## WHAT NEEDS TO BE DONE
Rewrite every item below with "one marker apiece" changed to "one point each" and nothing else altered. Leave the pictures out.

## Excerpts from a point labeling dataset
......

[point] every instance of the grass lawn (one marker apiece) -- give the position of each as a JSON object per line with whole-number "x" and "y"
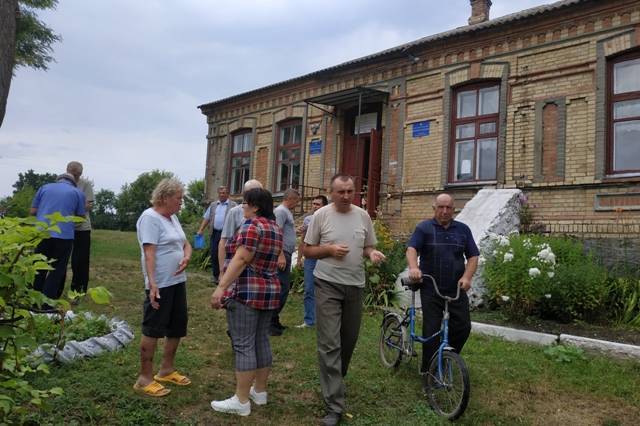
{"x": 511, "y": 383}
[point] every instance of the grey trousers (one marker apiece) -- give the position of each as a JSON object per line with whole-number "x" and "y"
{"x": 338, "y": 317}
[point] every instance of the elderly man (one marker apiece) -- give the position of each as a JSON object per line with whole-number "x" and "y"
{"x": 233, "y": 222}
{"x": 82, "y": 236}
{"x": 63, "y": 197}
{"x": 309, "y": 265}
{"x": 339, "y": 236}
{"x": 215, "y": 216}
{"x": 284, "y": 219}
{"x": 443, "y": 245}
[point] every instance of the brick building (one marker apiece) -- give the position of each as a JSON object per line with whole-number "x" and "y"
{"x": 546, "y": 100}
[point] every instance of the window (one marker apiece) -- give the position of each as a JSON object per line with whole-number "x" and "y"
{"x": 288, "y": 157}
{"x": 475, "y": 133}
{"x": 240, "y": 160}
{"x": 624, "y": 113}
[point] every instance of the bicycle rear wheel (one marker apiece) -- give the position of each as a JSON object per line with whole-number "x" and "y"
{"x": 448, "y": 390}
{"x": 392, "y": 341}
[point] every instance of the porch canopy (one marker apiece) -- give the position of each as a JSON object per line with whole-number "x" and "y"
{"x": 348, "y": 98}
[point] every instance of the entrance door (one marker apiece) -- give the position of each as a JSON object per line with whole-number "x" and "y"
{"x": 361, "y": 158}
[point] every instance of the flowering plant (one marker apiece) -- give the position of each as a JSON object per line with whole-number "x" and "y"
{"x": 546, "y": 276}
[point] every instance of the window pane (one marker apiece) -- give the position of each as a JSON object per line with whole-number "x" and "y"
{"x": 297, "y": 137}
{"x": 626, "y": 147}
{"x": 489, "y": 100}
{"x": 626, "y": 76}
{"x": 626, "y": 109}
{"x": 285, "y": 137}
{"x": 486, "y": 159}
{"x": 464, "y": 161}
{"x": 464, "y": 131}
{"x": 487, "y": 128}
{"x": 247, "y": 142}
{"x": 237, "y": 143}
{"x": 466, "y": 104}
{"x": 295, "y": 175}
{"x": 282, "y": 176}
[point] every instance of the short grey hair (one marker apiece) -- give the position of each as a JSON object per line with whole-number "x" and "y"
{"x": 75, "y": 168}
{"x": 168, "y": 187}
{"x": 290, "y": 193}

......

## SOLUTION FOR THIS PROBLEM
[point] every instance of the grass lawn (one point each) -- give the position of each as a JSON object per line with whole-number "x" and "y"
{"x": 511, "y": 383}
[point] every instance of the grey trousers (one point each) -- give the position of each as a JSON object per line with whole-number "x" and "y"
{"x": 338, "y": 317}
[point] every instance of the elderly man (one point each) -- give the position of each as a JSON object per line with whole-number "x" and "y"
{"x": 233, "y": 222}
{"x": 82, "y": 236}
{"x": 63, "y": 197}
{"x": 309, "y": 265}
{"x": 339, "y": 236}
{"x": 215, "y": 216}
{"x": 284, "y": 219}
{"x": 443, "y": 245}
[point] every instance of the brick building (one point each) -- give the position of each as a JSON object per line with whole-number "x" and "y"
{"x": 546, "y": 100}
[point] every instance of the window (one point each) -- give the position of each as a JSON object per line with whole-number "x" and "y"
{"x": 288, "y": 157}
{"x": 475, "y": 133}
{"x": 240, "y": 160}
{"x": 624, "y": 113}
[point] every instance of the bicycle rear wheel (one point each) -- give the position of each as a JSON object per line with whole-number "x" and "y"
{"x": 448, "y": 390}
{"x": 392, "y": 341}
[point] every instance of the porch canopy (one point each) -- give the position of each as a JSON object per line with whole-number "x" and "y"
{"x": 348, "y": 98}
[point] every instance of the entrance door (one point each) -- give the position of each as a JSON object per line with whole-number "x" and "y"
{"x": 361, "y": 158}
[point] every instance of the flowering plant (one point each) -- give the position of each as a JSON object per line with whole-number "x" and "y"
{"x": 546, "y": 276}
[point] every instance of the window pane (one point each) -- give the position of each as a JSON object per line with whole-number "x" and "y"
{"x": 297, "y": 137}
{"x": 626, "y": 147}
{"x": 489, "y": 100}
{"x": 626, "y": 76}
{"x": 626, "y": 109}
{"x": 285, "y": 137}
{"x": 486, "y": 159}
{"x": 464, "y": 161}
{"x": 464, "y": 131}
{"x": 487, "y": 128}
{"x": 247, "y": 142}
{"x": 237, "y": 143}
{"x": 466, "y": 104}
{"x": 295, "y": 175}
{"x": 282, "y": 176}
[point] every instance of the short grey hair (one point each) -- give the position of each as a JSON object per line with whole-number "x" and "y"
{"x": 75, "y": 168}
{"x": 168, "y": 187}
{"x": 290, "y": 193}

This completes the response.